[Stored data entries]
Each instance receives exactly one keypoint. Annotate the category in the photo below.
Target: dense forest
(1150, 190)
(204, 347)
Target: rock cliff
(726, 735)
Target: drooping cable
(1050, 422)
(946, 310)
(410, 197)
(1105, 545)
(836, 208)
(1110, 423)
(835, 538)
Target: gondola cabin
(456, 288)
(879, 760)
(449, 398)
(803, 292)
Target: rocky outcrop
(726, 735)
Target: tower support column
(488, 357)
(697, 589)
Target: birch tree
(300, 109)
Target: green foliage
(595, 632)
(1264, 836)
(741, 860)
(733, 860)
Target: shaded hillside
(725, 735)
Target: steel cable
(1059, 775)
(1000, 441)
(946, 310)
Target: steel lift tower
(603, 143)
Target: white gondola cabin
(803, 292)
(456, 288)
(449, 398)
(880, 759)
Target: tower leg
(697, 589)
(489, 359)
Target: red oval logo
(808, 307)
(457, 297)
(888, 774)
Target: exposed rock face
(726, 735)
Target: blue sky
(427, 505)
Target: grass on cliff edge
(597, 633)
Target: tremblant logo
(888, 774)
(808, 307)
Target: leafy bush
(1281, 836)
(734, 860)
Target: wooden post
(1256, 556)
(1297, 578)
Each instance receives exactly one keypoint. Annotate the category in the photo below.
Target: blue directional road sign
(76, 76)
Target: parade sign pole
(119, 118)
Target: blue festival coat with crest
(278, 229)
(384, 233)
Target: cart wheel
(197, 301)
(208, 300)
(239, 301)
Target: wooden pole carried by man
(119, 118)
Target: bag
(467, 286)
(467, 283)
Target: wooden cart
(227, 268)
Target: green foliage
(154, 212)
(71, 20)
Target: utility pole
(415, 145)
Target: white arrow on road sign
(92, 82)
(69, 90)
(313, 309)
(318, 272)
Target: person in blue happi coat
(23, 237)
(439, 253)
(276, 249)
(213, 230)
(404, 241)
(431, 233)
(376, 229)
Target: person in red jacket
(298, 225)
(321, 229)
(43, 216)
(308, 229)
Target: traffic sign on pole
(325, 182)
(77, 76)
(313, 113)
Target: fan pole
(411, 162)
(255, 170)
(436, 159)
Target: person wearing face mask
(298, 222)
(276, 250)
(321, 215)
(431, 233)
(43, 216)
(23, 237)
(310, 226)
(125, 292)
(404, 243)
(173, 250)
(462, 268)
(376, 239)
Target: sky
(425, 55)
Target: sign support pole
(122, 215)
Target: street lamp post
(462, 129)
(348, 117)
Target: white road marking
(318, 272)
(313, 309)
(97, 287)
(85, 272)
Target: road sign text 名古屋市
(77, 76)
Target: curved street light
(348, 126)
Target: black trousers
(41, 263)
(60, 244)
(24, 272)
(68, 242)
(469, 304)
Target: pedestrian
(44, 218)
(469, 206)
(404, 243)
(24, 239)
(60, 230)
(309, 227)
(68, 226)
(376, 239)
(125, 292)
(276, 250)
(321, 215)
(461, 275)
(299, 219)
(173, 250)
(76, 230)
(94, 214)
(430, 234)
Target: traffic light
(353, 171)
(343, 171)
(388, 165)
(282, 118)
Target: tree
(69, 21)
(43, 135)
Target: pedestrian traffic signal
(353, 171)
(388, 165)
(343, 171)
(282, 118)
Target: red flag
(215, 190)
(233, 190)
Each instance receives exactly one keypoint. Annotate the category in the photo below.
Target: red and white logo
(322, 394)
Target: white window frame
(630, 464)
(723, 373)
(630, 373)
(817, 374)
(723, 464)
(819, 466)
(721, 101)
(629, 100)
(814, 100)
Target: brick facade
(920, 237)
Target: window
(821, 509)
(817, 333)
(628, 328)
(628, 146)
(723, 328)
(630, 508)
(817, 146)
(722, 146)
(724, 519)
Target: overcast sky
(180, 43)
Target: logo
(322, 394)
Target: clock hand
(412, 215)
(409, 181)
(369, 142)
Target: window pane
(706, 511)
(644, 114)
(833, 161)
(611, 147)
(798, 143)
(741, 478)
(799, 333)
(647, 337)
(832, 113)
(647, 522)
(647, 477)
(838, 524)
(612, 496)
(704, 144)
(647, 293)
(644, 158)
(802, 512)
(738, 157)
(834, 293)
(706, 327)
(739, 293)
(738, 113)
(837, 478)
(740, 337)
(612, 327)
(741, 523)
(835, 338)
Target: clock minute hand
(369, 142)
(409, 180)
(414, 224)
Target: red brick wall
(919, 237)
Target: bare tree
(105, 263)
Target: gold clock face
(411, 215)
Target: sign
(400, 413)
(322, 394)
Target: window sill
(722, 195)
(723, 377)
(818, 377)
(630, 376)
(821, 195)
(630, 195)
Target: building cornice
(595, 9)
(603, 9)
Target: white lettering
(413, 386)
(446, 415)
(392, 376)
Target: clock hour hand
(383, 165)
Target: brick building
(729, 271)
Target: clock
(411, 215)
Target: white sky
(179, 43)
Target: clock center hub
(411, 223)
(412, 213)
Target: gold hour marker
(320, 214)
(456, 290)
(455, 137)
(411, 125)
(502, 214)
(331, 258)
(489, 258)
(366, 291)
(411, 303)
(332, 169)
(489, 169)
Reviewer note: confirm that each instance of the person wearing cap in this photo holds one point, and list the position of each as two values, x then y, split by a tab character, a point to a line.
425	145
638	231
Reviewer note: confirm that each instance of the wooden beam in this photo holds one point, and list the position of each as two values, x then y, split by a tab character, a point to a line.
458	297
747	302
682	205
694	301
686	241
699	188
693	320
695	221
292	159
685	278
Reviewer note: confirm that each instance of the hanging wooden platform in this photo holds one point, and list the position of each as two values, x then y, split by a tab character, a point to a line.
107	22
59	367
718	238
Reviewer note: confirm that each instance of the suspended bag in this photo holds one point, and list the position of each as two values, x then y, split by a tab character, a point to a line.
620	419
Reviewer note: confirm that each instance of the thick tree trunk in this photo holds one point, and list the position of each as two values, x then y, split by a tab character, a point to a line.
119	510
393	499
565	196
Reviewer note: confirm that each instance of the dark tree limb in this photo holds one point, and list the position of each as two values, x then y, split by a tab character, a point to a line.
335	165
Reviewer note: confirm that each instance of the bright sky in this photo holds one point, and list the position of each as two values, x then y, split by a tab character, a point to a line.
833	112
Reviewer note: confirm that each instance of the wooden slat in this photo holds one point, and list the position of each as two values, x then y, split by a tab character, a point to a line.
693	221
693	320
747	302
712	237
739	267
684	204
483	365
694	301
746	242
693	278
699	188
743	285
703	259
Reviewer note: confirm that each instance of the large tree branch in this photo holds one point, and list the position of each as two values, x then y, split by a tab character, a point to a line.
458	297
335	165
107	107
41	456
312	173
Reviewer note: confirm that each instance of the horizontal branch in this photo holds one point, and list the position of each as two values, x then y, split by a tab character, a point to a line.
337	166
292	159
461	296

• _Exercise directions_
Line by line, restate the data exactly.

• _Written solution_
Each instance receives exactly one keypoint. Annotate the category in the photo below.
Target: dense forest
(1150, 190)
(204, 347)
Target: rock cliff
(726, 735)
Target: drooping cable
(1050, 422)
(946, 310)
(410, 197)
(1105, 545)
(836, 208)
(1110, 423)
(835, 538)
Target: gondola cabin
(456, 288)
(879, 760)
(449, 398)
(803, 292)
Target: rocky outcrop
(726, 735)
Target: tower support column
(488, 357)
(697, 589)
Target: birch tree
(300, 109)
Target: green foliage
(595, 632)
(1264, 836)
(741, 860)
(733, 860)
Target: shaded hillside
(725, 735)
Target: steel cable
(1059, 775)
(1000, 441)
(946, 310)
Target: steel lift tower
(603, 143)
Target: white gondola cabin
(803, 292)
(456, 288)
(449, 398)
(880, 759)
Target: tower leg
(697, 589)
(489, 359)
Target: red oval logo
(808, 307)
(457, 297)
(888, 774)
Target: exposed rock face
(726, 735)
Target: blue sky
(427, 505)
Target: grass on cliff edge
(597, 633)
Target: tremblant logo
(888, 774)
(808, 307)
Target: leafy bush
(1281, 836)
(734, 860)
Target: wooden post
(1256, 556)
(1297, 578)
Each instance receives exactly one keypoint. Annotate the category in the photo below.
Target: blue directional road sign
(76, 76)
Target: parade sign pole
(119, 118)
Target: blue festival coat with crest
(278, 229)
(384, 233)
Target: cart wheel
(197, 301)
(208, 300)
(239, 301)
Target: wooden pole carried by man
(119, 118)
Target: bag
(467, 286)
(467, 283)
Target: wooden cart
(227, 268)
Target: green foliage
(154, 212)
(71, 20)
Target: utility pole
(415, 145)
Target: white arrow on road sign
(92, 82)
(69, 90)
(313, 309)
(318, 272)
Target: person in blue happi coat
(23, 237)
(439, 253)
(276, 249)
(213, 230)
(404, 241)
(431, 233)
(376, 229)
Target: person in red jacket
(298, 225)
(321, 229)
(43, 216)
(308, 229)
Target: traffic sign on pole
(325, 182)
(77, 76)
(313, 113)
Target: fan pole
(411, 162)
(255, 170)
(436, 159)
Target: person wearing face mask
(298, 222)
(276, 250)
(321, 215)
(431, 233)
(43, 216)
(23, 237)
(310, 226)
(125, 292)
(404, 243)
(173, 250)
(462, 268)
(376, 239)
Target: sky
(425, 55)
Target: sign support pole
(122, 215)
Target: street lamp post
(462, 129)
(348, 117)
Target: white road marking
(318, 272)
(313, 309)
(97, 287)
(85, 272)
Target: road sign text 名古屋市
(77, 76)
Target: curved street light
(348, 126)
Target: black trousers
(41, 263)
(60, 244)
(24, 272)
(68, 242)
(469, 304)
Target: pedestrian
(44, 218)
(469, 206)
(404, 243)
(24, 239)
(60, 230)
(309, 227)
(68, 226)
(376, 239)
(125, 292)
(276, 250)
(321, 215)
(461, 275)
(299, 219)
(173, 250)
(76, 230)
(94, 214)
(430, 234)
Target: traffic light
(353, 171)
(343, 171)
(388, 165)
(282, 118)
Target: tree
(69, 21)
(43, 135)
Target: pedestrian traffic signal
(353, 171)
(388, 165)
(343, 171)
(282, 118)
Target: red flag
(215, 190)
(233, 190)
Each instance receives exactly one keypoint. Annotate the category in the photo below.
Target: red and white logo
(322, 394)
Target: white window frame
(630, 464)
(723, 373)
(630, 373)
(817, 374)
(723, 464)
(819, 466)
(721, 101)
(629, 100)
(814, 100)
Target: brick facade
(920, 237)
Target: window
(821, 509)
(817, 333)
(628, 328)
(628, 146)
(723, 328)
(630, 508)
(817, 146)
(722, 146)
(724, 519)
Target: overcast sky
(180, 43)
Target: logo
(322, 394)
Target: clock hand
(412, 215)
(409, 181)
(369, 142)
Target: window pane
(706, 511)
(644, 114)
(833, 161)
(611, 147)
(798, 143)
(741, 478)
(799, 333)
(647, 337)
(832, 113)
(647, 522)
(647, 477)
(838, 524)
(612, 496)
(704, 144)
(647, 293)
(644, 158)
(802, 512)
(738, 157)
(834, 293)
(706, 327)
(739, 293)
(738, 113)
(837, 478)
(740, 337)
(612, 327)
(741, 523)
(835, 338)
Target: clock minute hand
(369, 142)
(409, 180)
(414, 224)
Target: red brick wall
(919, 237)
Target: bare tree
(105, 263)
Target: gold clock face
(411, 215)
Target: sign
(400, 413)
(322, 394)
Target: window sill
(722, 195)
(723, 377)
(818, 377)
(630, 376)
(821, 195)
(630, 195)
Target: building cornice
(595, 9)
(603, 9)
Target: white lettering
(413, 386)
(446, 415)
(392, 376)
Target: clock hour hand
(383, 165)
Target: brick building
(729, 271)
Target: clock
(411, 215)
Target: white sky
(179, 43)
Target: clock center hub
(411, 223)
(412, 213)
Target: gold hour marker
(320, 214)
(456, 290)
(455, 137)
(411, 125)
(502, 214)
(331, 258)
(489, 258)
(366, 291)
(411, 303)
(332, 169)
(489, 169)
Reviewer note: confirm that each instance of the person wearing cap in this photo holds one point, and list the position of each as two values, x then y, split by a tab character, a point to a line.
425	145
638	231
Reviewer note: confirm that each instance of the wooden beam in this photo holds one point, and list the position of each as two values, x then y, split by a tab character, a point to a line.
458	297
747	302
682	205
694	301
686	241
699	188
693	320
695	221
292	159
685	278
Reviewer note: confirm that each instance of the hanging wooden platform in this photo holds one point, and list the position of each as two values, x then y, split by a tab character, a point to a line.
107	22
59	367
718	238
Reviewer note: confirm that each instance of the suspended bag in this photo holds one point, and list the position of each as two values, x then y, split by a tab character, a point to a line.
620	419
Reviewer note: confirm that each instance of the thick tree trunk in this photo holds one point, and list the position of each as two values, x then y, split by a tab character, a point to a line.
119	510
393	499
565	196
Reviewer note: confirm that each instance of the dark tree limb in this photo holds one point, and list the position of each as two values, x then y, split by a tab character, a point to a line.
335	165
Reviewer note: confirm that each instance of the bright sky in this photo holds one point, and list the position of each as two values, x then y, split by a tab character, a point to a line.
833	112
Reviewer note: confirm that each instance of the wooden slat in this photo holds one point, and list the position of each as two values, x then y, split by a tab character, a point to a line.
693	221
693	320
747	302
712	237
739	267
684	204
483	365
694	301
746	242
693	278
699	188
743	285
703	259
Reviewer note: confirm that each instance of the large tree branch in this photo holds one point, and list the position of each as two values, x then y, split by a tab character, a point to a line.
458	297
335	165
107	107
41	456
312	173
Reviewer note: confirm that each instance of the horizontal branch in this photo holds one point, and list the position of each as two values, x then y, split by a tab character, a point to a line.
337	166
292	159
461	296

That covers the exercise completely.